• _Short problem A_:
Please copy the listing word for word, everything from the line containing "of the man's" down to the end of the listing, with the pictures left out.

• _Selected passage_:
5) Calculate two new totals, the participant’s “low total”, as the total score for answers starting with low first digits (i.e., correct1 to correct4) and “high score” as the total for answers starting with high first digits (i.e., correct5 to correct9). To make these scores comparable you need to convert these scores into proportions by dividing them by the maximum possible score (i.e., 4 or 5). For each of the two proportions report the mean and standard deviation.

6) Use a t-test to calculate whether “low scores” differed from “high scores”. Report the p-level and state clearly whether or not Hypothesis 3 was supported and why.

7) Calculate participants’ total confidence score across the nine questions, and report the mean and standard deviation for total confidence. Calculate the correlation between total confidence and total score, and report this correlation. For a sample of 327 participants, all correlations above .108 are statistically significant, so state whether Hypothesis 4 was supported and why. Present the scatter graph of this relationship. State what you can conclude about the relationship between confidence and recognition memory performance, and how strong it is.

8) Identify three different issues with the way we collected data which could limit our ability to draw conclusions from it. These issues could relate to one or more of the hypotheses. Clearly differentiate the three issues as “Issue 1”, “Issue 2” and “Issue 3” and explain how each of these issue relates to a data collection consideration raised in ATHK1001 lectures. For each issue suggest a way it might be resolved in future research or if it can’t be resolved then explain why.

9) What do you think OUR data analysis tell us about whether Benford’s law impacts on human behaviour? Did we find evidence that first digits affected memory performance? Do our results add anything to Hill’s (1998) description of Benford’s law? Explain your answers with reference to the results of your testing of the hypotheses and possibly the issues you raised in Question 8.

10) Include a reference section which lists the full reference for any paper you have cited when addressing these questions. You must cite Hill (1998) in Question 9, and include citations where ever appropriate. You should use APA style for citations and references, but we will accept other standard journal article referencing formats.

Posted on : April 9th, 2020

• _Exercise data_:
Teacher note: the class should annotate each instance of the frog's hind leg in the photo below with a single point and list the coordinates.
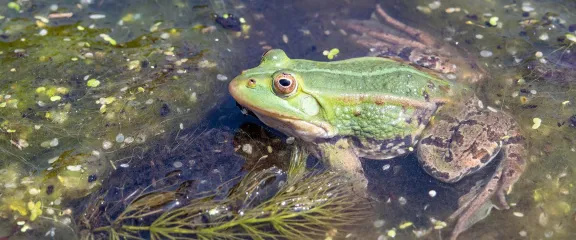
(478, 206)
(463, 139)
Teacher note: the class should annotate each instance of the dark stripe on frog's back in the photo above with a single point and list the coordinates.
(369, 75)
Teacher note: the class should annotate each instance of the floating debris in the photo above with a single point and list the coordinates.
(331, 54)
(537, 122)
(229, 21)
(177, 164)
(106, 144)
(386, 167)
(60, 15)
(93, 83)
(97, 16)
(221, 77)
(486, 53)
(378, 223)
(493, 21)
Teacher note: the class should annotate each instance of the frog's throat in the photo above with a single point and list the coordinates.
(305, 130)
(308, 131)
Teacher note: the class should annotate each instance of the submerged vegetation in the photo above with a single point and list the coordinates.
(264, 205)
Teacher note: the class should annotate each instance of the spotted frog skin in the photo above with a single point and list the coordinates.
(381, 108)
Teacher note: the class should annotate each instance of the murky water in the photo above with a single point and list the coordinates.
(103, 102)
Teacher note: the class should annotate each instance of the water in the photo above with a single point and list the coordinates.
(102, 101)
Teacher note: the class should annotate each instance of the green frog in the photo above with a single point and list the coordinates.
(381, 108)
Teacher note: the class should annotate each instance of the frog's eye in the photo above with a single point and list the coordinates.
(264, 54)
(285, 84)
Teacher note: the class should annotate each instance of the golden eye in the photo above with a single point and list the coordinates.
(285, 84)
(264, 54)
(251, 83)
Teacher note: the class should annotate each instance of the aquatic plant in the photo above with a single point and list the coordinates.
(263, 205)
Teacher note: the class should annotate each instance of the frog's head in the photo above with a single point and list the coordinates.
(275, 93)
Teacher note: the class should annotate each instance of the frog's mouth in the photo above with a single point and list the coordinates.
(306, 130)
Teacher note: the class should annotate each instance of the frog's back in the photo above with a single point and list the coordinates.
(380, 105)
(373, 76)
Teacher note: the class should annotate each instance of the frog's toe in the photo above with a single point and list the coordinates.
(502, 203)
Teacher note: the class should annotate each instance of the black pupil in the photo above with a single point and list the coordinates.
(284, 82)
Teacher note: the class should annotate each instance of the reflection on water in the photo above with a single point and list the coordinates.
(107, 100)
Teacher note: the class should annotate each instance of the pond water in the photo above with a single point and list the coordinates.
(116, 121)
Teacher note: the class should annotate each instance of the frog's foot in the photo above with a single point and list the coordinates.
(341, 157)
(478, 204)
(395, 39)
(463, 139)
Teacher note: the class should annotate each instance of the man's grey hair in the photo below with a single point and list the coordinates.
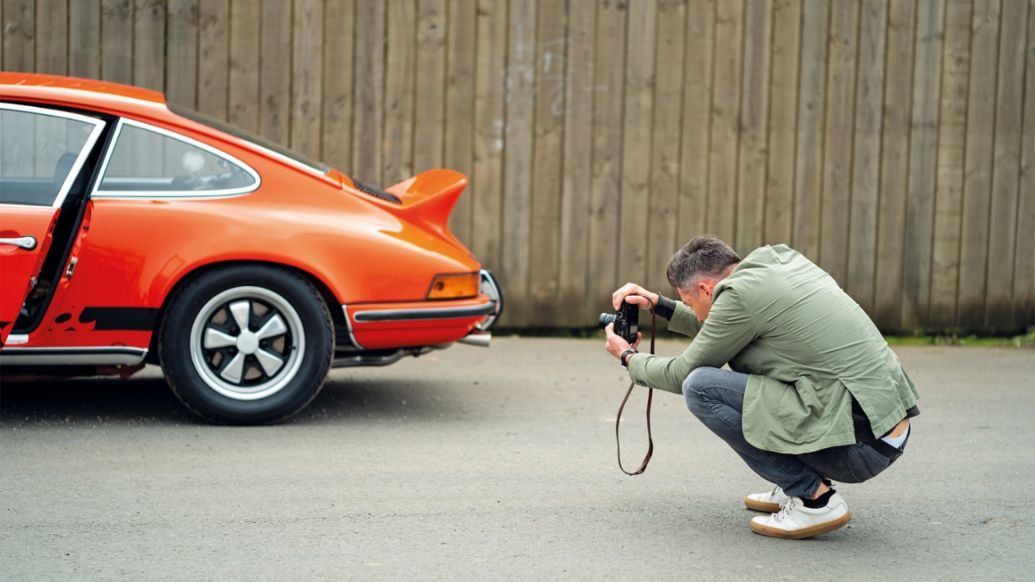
(703, 256)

• _Short problem B_:
Answer these questions from the assignment instructions above, one line each:
(i) Which answers count toward the "high score"?
(ii) For a sample of 327 participants, above what value are correlations statistically significant?
(iii) Which paper must be cited in Question 9?

• _Task response A_:
Teacher note: the class should annotate each instance of the man's grey hair in the photo below with a single point and list the coordinates.
(703, 256)

• _Task response B_:
(i) Answers starting with high first digits, correct5 to correct9.
(ii) .108
(iii) Hill (1998)